> [CONSIGNE A] Filtrez la liste en ne retenant que les lignes qui contiennent la chaîne "line", en tenant compte de la casse.

> [EXTRAIT À LIRE]
Plume africaine:" Deby doit démissionner!"
"Jusqu’à quand allez-vous résister contre la démocratie ?" Bonjour monsieur le président J’ignore dans quel état d’esprit vous vous trouvez aujourd’hui, mais ce qui se passe
dans votre pays ne peut pas me laisser indifférent. Vous avez bien failli perdre votre poste lors de ces trois jours de feu et de sang, les samedi, dimanche et lundi derniers. Vous êtes encore là
grâce à l’armée française qui a tergiversé dès le départ puis a choisi définitivement par la suite, son camp, votre camp. Désormais, vous n’échappez plus au destin peu enviable de prétendu chef
d’Etat africain vrai préfet français qui prend chaque matin ses ordres à l’Elysée, si ce n’est, dans une maison moindre au quai d’Orsay. Monsieur le président, Je disais que vous aviez failli
perdre votre poste et vous n’en êtes pas encore épargné. Pendant ces trois jours de terreur à N’djamena où vous avez envoyé votre pauvre chef d’Etat major des armées se faire massacrer (c’est
hélas le destin du soldat) ainsi que d’autres soldats gouvernementaux (c’est le destin lié au métier, je le répète) et où vous-même étiez terré dans un endroit où vous ne risquiez pas de recevoir
un éclat d’obus, vous avez résisté. Au péril de votre vie. Je ne vous féliciterai pas pour autant. J’ai toujours eu en horreur les politiciens marrons qui pensent comme notre Charles Blé Goudé
national que seule leur vie compte parce qu’ils ont un destin plus important que celui des pauvres gueux qu’ils invitent à arrêter de dormir, pour aller défendre la république en danger. En fait
de république, c’est bien le poste d’une seule personne dont il s’agit. Je vous aurais félicité si vous étiez un démocrate accompli que des rebelles aigris et obscurantistes voulaient coûte que
coûte déboulonner. Pendant ces trois jours de feu et de sang, je ne vous cache pas, si vous aviez été chassé du pouvoir, vous n’auriez personne pour pleurer sur votre sort. Surtout pas moi.

> [CONSIGNE B] Relevez les jours de la semaine cités dans la lettre au président.

> [DONNÉES DE LA TÂCHE]
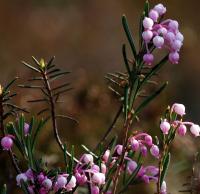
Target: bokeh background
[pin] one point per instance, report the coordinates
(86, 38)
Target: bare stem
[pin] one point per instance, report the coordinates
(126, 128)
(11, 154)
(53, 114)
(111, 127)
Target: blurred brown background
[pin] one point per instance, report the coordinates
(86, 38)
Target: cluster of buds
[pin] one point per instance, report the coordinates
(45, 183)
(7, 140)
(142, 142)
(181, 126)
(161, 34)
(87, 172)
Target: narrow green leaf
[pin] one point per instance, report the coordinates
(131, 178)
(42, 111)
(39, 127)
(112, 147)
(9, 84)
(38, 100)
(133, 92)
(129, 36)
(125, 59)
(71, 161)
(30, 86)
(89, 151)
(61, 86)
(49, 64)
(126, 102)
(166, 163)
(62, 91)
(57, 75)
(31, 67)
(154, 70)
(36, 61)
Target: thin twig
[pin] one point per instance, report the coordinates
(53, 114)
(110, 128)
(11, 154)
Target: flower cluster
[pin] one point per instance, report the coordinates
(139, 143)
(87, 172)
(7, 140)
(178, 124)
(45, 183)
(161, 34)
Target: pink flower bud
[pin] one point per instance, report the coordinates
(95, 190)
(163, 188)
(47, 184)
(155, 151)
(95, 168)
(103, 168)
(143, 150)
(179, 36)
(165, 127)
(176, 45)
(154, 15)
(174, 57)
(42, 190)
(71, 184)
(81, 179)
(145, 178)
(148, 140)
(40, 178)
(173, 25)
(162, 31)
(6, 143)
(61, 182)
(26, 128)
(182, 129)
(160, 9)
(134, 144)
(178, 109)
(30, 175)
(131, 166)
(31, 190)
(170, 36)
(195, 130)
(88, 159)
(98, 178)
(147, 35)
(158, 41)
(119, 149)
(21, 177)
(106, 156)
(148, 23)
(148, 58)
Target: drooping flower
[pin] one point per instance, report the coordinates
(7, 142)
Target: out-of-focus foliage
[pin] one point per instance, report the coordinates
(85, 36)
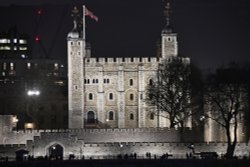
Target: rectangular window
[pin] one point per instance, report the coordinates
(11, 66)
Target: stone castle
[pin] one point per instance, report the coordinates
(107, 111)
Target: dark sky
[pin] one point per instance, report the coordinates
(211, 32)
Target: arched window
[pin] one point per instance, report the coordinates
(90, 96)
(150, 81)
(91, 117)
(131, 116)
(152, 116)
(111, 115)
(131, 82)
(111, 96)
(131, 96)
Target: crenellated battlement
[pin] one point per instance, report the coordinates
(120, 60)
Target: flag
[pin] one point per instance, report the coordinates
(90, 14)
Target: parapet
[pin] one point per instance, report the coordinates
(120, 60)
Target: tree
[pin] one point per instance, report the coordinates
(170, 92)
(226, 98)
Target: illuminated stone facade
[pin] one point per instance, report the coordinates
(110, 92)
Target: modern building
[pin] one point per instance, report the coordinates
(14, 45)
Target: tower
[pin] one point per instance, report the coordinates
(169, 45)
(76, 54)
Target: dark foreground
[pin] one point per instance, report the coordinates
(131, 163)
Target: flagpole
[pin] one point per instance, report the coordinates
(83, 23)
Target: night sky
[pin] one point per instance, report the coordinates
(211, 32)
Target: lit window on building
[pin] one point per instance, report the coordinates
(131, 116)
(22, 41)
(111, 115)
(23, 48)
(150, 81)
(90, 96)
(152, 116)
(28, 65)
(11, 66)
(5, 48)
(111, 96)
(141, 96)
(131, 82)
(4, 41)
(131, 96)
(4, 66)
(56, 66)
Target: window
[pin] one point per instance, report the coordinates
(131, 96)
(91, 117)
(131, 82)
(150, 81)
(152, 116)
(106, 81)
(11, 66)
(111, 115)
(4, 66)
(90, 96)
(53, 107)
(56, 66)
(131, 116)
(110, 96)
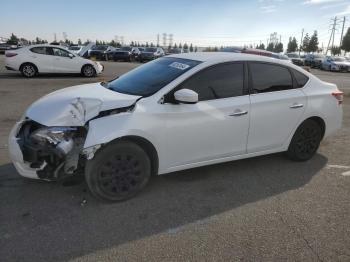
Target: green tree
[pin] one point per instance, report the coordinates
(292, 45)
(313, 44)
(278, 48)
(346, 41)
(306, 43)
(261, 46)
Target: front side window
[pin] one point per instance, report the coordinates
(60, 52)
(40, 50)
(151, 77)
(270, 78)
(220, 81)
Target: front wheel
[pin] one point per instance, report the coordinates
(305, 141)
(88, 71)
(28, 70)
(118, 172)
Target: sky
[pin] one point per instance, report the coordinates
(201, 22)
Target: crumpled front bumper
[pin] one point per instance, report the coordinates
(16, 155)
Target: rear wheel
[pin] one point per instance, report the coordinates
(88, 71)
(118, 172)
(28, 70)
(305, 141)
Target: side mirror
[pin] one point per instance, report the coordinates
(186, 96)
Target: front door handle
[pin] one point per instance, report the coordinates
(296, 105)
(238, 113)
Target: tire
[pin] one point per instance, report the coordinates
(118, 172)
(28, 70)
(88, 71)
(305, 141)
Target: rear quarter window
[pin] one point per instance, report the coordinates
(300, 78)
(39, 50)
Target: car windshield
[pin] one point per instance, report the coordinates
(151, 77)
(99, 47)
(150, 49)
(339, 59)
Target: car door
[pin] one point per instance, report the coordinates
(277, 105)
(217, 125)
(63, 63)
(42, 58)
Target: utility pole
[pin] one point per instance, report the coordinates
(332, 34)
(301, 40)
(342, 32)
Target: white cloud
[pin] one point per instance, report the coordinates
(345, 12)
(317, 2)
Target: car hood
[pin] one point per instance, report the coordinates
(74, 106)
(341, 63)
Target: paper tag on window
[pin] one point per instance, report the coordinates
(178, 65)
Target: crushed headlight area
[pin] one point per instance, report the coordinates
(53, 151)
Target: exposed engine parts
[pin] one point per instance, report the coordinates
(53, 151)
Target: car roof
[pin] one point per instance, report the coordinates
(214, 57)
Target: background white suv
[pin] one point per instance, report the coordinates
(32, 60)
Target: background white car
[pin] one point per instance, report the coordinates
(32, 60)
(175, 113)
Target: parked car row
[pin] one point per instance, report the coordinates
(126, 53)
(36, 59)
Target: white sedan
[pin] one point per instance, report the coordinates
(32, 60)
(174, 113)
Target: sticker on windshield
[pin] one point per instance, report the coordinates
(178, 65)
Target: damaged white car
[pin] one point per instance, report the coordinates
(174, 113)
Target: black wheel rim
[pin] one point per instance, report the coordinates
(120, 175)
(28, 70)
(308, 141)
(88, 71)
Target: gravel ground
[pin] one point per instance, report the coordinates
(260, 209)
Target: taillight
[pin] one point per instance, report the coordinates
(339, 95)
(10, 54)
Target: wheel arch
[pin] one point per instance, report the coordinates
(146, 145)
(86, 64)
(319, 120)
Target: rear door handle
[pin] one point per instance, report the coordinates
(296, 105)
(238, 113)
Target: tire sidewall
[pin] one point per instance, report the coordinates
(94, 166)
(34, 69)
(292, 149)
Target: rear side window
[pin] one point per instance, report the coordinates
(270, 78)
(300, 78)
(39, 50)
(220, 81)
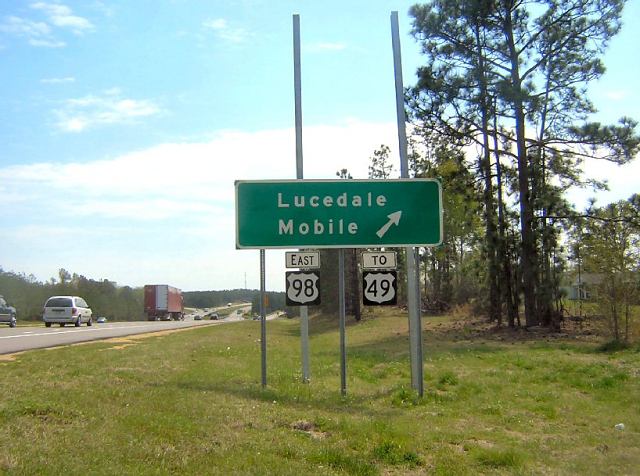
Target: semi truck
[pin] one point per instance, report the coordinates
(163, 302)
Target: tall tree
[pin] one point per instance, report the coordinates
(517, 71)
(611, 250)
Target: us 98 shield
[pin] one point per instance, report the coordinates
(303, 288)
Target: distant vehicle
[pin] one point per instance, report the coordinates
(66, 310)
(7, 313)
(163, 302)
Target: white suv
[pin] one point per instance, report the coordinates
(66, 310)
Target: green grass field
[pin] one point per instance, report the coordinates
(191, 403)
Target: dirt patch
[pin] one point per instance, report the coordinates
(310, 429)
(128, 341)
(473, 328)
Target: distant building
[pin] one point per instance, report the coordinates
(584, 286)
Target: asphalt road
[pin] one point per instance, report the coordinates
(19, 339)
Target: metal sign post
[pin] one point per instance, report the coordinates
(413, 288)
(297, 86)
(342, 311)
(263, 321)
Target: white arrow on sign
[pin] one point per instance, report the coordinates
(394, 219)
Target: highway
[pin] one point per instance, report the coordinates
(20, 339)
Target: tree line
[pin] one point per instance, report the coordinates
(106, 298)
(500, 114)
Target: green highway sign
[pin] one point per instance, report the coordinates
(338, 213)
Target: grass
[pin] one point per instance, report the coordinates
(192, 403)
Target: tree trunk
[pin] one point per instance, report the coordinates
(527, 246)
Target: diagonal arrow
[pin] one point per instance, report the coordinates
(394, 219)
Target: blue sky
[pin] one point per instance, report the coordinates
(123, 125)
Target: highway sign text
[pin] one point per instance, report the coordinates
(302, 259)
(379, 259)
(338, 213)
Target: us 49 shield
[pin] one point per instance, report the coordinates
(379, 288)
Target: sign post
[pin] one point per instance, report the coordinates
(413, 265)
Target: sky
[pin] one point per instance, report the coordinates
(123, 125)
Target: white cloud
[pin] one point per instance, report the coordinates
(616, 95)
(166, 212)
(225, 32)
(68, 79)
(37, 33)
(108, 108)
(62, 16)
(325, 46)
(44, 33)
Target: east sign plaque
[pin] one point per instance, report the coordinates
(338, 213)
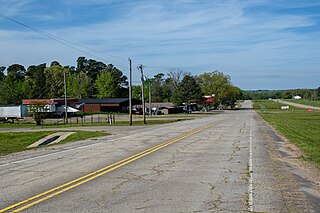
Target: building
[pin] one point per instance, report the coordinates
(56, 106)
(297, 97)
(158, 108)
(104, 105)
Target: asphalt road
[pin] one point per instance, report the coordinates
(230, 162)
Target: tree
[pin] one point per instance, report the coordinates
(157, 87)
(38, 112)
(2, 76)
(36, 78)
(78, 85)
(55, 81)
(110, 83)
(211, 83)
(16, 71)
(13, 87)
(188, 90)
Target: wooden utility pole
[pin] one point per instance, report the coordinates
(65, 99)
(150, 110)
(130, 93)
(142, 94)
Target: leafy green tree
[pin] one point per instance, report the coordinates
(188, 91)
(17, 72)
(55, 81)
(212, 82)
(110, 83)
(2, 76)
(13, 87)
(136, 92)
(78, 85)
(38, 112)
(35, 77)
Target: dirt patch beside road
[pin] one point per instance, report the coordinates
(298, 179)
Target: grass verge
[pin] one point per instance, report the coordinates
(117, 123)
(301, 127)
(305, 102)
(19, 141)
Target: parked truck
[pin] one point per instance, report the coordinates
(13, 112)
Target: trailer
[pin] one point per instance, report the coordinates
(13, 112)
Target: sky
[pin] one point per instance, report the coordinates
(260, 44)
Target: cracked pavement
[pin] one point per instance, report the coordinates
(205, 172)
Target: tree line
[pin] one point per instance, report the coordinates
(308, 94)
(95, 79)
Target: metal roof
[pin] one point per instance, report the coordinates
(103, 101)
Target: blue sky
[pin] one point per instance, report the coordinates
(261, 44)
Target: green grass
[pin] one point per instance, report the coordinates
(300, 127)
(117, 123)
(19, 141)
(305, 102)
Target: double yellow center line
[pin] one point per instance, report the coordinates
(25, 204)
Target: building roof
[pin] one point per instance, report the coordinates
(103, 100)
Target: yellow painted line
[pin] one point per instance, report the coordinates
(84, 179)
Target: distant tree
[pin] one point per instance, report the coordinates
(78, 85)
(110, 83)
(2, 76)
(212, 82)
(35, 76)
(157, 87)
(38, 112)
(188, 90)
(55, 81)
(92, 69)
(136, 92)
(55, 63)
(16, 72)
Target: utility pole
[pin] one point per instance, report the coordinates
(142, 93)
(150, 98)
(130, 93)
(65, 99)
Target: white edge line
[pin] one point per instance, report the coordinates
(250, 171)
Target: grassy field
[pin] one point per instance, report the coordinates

> [RÉPONSE ATTENDUE A]
Target: tree line
Target: tree line
Target: double yellow center line
Target: yellow painted line
Target: white edge line

> [RÉPONSE ATTENDUE B] samedi, dimanche, lundi